Work required: Select and copy every line of the entries below that contains the word "seen".
— BEGIN Given data —
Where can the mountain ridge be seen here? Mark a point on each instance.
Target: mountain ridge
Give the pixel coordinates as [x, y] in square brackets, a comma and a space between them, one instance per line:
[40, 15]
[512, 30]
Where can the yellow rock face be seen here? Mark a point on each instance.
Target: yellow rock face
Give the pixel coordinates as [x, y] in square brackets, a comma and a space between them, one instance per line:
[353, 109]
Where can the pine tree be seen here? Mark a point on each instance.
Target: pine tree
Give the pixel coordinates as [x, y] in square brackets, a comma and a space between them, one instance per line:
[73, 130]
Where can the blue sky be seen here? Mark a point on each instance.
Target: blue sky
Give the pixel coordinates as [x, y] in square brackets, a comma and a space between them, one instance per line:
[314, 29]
— END Given data —
— BEGIN Given data —
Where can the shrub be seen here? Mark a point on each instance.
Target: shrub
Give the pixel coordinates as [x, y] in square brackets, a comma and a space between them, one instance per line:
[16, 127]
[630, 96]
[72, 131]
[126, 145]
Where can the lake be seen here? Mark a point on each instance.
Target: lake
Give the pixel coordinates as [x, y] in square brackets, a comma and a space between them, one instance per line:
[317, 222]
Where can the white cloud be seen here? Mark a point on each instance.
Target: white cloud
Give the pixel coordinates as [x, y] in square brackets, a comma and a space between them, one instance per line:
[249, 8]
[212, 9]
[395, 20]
— END Given data —
— BEGIN Given data —
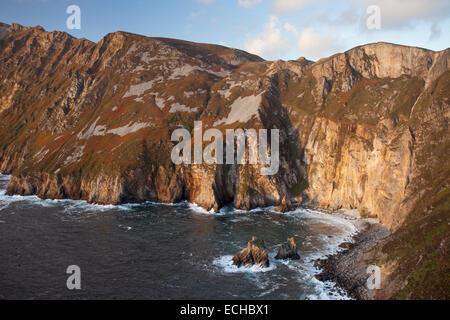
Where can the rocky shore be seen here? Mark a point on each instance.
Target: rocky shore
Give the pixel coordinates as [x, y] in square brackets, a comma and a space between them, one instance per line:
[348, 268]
— END Given data —
Exercise output:
Where can the mountain ridge be seen here? Mark a point on each instance.
Where can the yellow rock face be seen here? Mark a point on each instance.
Where can the pine tree be seen here? Mark a point on each instance.
Where can the blue sky be seen here? Mark a point on each instance.
Where can the shrub be seen here? Mark a point on each instance.
Where can the lake be seen here? Mark a point on each instance.
Where can the white cloud be seen here? Mark a point on each instance.
Where can the rocky shore be seen here? Mark a point on each instance.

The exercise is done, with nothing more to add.